Exercise instructions
**A)** Answer these about the piece on friendship at work:
(i) A few decades ago, what did being professional mean?
(ii) What example of a respectful team request does it give?
(iii) What kind of advocates does it say team members become?
**B)** Pick up the piece on friendship at work after its final sentence and keep writing.

Excerpt to read
========================

A few short decades ago, there was a strong mentality that being professional meant that you didn’t become friends. Work was work, and home was home. Fast forward to today, and those lines are blurring fast. Being accessible and having a real, personal relationship with your team can be a significant performance enhancer for your business.

Friendship and Loyalty Go Hand in Hand

When you have a more personal relationship with someone, your empathy and emotional investment in that person make you less willing to jump ship every time the waters get a little rough. You believe in the other person’s value and trust that you know each other well enough to work things out. 

On your end as a leader, this can mean you’re more willing to invest in your team to resolve conflicts, do training, and find roles that are a great fit. On the worker side, employees can see your investment in them and want to reciprocate. They stick around, not because they don’t want to let the business down, but because they trust you for who you are.

Clarifying Your Company Vision

The most successful businesses with the most synergy and innovation are those where the employees share the same vision and beliefs and work with a shared sense of purpose. Yet, in many companies, it’s rare for employees to have an accurate understanding of what the CEO – or upper management in general – really does outside of work, what guides them, or how they think. They don’t feel comfortable coming to superiors and talking about what’s not working, how they feel, or what they care about.

Forming personal relationships lets you bridge this gap. People on your team know how to approach and communicate with you. They feel good about voicing their opinions or needs because they know your goals and whether your beliefs align with their own. They use time and resources well because they have a more personal sense of urgency and responsibility for objectives, and they become your best brand advocates. 

At the same time, rather than just dictating, you can make respectful team requests – for example, coming back to the office during COVID-19 – that connect to your goals. People will trust you to make good choices for the team because they’ll know more of where you’re coming from with your asks. 

This doesn’t erase the need to be mindful of what’s appropriate as you determine what people think or need. But if you stay mindful of boundaries as you invite people to be vulnerable, and if you show them that they’re personally valued, then the reward for taking the risk of inquiry can be huge.

========================

Natural-language object grounding data
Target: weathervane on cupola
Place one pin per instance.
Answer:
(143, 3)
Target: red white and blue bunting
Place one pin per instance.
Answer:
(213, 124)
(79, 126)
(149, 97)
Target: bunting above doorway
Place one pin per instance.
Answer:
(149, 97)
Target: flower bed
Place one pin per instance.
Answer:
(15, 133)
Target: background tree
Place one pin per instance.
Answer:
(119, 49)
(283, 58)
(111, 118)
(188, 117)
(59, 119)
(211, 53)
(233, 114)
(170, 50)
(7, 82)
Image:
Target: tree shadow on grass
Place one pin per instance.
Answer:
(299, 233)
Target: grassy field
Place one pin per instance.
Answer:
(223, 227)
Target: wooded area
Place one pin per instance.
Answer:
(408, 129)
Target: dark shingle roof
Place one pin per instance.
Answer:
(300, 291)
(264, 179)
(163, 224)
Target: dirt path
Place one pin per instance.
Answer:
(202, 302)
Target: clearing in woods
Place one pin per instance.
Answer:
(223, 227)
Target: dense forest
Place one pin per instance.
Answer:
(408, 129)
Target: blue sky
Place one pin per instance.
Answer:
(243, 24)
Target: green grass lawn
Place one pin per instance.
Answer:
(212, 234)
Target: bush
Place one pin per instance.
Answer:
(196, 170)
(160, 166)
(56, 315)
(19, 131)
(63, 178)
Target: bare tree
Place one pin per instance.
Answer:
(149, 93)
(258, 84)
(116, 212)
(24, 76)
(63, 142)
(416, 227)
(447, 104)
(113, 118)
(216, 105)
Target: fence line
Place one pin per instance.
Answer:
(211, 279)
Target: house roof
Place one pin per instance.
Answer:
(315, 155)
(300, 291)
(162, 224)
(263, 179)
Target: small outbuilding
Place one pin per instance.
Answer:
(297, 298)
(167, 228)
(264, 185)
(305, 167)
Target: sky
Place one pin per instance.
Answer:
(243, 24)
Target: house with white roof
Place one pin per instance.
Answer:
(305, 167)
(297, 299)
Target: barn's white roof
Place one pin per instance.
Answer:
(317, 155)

========================

Results in order
**A)**
(i) Being professional meant that you didn't become friends.
(ii) Coming back to the office during COVID-19.
(iii) Your best brand advocates.

**B)**
Accountability, Not Fear

Fear can be a powerful motivator. But when you act like a big, scary CEO and make people terrified of making mistakes, it doesn’t keep them from making mistakes. It just stops them from being honest about it. 

Conversely, when an employee sees you as human, they know that, even though you’re going to hold them accountable, you’re also going to give them a shot to correct what went wrong. So they’re usually more willing to be honest and fess up. They hear you out when you explain the big-picture ramifications, and they work hard to fix their blunder because they understand how their actions influenced everybody else. They try to set themselves up not to make the same mistake again, as well. That protects their results and, consequently, your company. 

Trade in the Gilded Tower To Accelerate Your Progress

Putting yourself in an ivory tower as a leader imposes a distance between you and your team that makes moving forward together exceptionally difficult. When you are accessible and show your team exactly who you are, your expectations are clear and predictable. You create an understanding of what everyone needs to do to succeed, supporting a healthy, collaborative culture. 

So if you’re not spending time getting to know your people, start doing it now. By giving them you rather than just the image of a bigshot boss, they’ll follow because they want to, and you’ll naturally earn the power to guide your business in any direction you choose.